[Dataset entries]

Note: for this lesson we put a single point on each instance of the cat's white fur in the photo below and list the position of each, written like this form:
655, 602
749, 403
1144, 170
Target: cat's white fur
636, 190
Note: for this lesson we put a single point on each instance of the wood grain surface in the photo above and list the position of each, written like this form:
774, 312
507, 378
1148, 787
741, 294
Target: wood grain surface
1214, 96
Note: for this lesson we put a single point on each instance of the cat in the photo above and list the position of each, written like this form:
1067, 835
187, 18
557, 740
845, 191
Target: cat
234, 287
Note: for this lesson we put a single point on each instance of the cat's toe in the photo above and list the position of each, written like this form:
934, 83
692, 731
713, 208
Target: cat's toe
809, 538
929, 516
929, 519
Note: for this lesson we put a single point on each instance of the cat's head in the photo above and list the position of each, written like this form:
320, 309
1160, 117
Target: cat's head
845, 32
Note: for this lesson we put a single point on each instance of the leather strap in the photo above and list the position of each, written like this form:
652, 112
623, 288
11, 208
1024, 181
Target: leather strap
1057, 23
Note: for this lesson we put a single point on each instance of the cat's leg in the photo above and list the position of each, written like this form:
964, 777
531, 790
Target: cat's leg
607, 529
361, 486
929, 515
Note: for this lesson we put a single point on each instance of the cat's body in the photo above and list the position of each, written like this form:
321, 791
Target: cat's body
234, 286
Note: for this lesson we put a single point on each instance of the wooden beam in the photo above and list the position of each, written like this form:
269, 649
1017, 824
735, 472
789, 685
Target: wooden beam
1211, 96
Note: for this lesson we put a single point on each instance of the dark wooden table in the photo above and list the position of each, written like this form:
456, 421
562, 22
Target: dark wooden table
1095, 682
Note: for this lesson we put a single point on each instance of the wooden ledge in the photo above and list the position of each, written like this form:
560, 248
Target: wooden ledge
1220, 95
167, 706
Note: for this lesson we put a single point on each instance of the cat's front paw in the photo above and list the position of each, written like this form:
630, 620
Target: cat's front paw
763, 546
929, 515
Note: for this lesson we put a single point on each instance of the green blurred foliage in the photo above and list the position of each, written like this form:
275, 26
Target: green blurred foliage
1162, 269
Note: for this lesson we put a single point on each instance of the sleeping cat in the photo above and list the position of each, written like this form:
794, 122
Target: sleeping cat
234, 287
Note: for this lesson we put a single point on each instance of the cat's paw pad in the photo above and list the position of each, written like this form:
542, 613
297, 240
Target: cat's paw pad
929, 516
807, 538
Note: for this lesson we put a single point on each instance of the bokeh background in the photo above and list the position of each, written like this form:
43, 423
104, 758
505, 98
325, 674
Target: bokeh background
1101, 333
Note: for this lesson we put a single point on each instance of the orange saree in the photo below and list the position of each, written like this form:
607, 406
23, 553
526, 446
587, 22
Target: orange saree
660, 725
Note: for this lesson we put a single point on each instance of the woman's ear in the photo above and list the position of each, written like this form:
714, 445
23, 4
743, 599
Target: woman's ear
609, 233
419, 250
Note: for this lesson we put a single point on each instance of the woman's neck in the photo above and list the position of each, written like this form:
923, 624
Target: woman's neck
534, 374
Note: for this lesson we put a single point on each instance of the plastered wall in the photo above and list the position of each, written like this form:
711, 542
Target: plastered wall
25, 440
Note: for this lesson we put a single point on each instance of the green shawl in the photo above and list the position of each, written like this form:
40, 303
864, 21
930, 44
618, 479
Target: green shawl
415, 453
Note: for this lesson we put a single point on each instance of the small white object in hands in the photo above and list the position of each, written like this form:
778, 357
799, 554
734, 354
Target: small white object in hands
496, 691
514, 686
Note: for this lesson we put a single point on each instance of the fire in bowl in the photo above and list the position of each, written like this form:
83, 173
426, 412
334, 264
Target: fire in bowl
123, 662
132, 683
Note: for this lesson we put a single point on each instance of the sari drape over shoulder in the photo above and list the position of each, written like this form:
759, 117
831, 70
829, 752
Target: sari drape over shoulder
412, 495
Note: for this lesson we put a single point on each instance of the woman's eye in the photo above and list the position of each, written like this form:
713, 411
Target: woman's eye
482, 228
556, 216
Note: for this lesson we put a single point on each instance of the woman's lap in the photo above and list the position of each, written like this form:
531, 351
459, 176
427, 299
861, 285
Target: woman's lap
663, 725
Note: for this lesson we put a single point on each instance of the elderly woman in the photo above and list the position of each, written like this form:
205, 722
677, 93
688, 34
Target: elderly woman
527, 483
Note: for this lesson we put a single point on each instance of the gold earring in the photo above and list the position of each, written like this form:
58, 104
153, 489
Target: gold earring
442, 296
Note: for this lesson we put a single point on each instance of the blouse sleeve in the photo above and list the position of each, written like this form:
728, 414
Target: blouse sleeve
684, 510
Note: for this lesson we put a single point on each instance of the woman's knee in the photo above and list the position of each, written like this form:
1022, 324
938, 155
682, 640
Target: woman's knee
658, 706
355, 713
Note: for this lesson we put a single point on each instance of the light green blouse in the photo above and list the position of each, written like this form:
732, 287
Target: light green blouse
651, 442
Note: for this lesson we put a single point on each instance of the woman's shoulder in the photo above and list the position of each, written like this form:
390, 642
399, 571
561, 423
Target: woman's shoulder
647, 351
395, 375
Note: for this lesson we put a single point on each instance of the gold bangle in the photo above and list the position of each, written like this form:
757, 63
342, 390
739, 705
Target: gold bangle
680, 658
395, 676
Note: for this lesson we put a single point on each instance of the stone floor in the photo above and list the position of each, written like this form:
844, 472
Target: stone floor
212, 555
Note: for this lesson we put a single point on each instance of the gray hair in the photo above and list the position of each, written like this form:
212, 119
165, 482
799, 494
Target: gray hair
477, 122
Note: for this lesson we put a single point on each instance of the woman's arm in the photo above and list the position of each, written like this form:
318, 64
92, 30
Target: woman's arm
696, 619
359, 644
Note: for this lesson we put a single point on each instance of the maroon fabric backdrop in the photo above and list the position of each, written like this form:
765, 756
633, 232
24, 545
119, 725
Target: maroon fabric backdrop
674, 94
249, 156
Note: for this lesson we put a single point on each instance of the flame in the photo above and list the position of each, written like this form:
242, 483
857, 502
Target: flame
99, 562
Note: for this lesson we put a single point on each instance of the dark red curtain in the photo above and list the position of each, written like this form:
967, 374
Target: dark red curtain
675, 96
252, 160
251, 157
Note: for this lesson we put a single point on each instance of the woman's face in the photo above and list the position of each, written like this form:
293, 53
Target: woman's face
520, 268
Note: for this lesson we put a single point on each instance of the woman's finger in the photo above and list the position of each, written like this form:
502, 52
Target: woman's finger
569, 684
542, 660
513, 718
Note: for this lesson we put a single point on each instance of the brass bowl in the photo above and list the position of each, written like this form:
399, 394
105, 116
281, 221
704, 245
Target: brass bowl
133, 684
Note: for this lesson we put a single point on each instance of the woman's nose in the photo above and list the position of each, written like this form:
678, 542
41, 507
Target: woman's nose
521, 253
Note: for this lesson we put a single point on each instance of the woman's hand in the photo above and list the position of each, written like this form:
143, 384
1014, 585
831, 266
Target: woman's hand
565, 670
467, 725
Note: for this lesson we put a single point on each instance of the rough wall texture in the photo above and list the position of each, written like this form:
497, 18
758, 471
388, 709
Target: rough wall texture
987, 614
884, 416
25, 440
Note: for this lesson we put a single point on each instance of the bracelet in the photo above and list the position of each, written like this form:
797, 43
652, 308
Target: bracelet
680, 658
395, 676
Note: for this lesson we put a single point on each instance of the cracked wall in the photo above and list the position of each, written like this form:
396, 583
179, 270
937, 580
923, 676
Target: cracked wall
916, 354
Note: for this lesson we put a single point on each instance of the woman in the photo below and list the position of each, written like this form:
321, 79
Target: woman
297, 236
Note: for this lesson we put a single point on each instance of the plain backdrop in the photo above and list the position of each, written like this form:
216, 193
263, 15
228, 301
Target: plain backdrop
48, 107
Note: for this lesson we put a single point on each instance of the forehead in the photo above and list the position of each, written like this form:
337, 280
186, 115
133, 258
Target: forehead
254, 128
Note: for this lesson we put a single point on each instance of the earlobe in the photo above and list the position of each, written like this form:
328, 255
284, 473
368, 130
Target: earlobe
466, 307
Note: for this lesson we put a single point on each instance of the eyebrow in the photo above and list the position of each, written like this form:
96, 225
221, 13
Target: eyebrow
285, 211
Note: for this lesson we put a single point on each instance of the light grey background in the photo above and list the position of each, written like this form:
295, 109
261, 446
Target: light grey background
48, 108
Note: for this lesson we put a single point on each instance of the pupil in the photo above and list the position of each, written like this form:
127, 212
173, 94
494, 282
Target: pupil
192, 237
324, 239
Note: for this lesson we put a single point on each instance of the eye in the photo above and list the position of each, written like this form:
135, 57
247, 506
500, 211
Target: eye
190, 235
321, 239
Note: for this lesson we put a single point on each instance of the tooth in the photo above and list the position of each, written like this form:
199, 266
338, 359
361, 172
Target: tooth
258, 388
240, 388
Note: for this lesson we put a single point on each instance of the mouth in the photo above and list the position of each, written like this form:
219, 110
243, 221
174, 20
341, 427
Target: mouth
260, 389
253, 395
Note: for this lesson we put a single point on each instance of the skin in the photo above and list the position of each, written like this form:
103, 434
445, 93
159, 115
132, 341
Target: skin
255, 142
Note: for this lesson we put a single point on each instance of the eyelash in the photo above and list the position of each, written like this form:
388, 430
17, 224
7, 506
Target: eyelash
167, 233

**Work required:**
Please output an exact copy of the lines above, from the opening line of the data down to the line that contains "of the cat in".

**Exercise answer:**
Note: for this lesson we put a single point on each instance of the cat's white fur in the photo below and list the position of each, written like this form:
655, 602
749, 403
1144, 170
Target: cat's white fur
636, 190
Note: for this lesson we put a single point on each instance of the wood grain surface in the photo above and list the position of each, written like this form:
774, 312
507, 378
1148, 787
741, 294
Target: wood grain surface
1214, 96
Note: for this lesson we put a single point on each instance of the cat in the photo above and list the position of each, written like this form:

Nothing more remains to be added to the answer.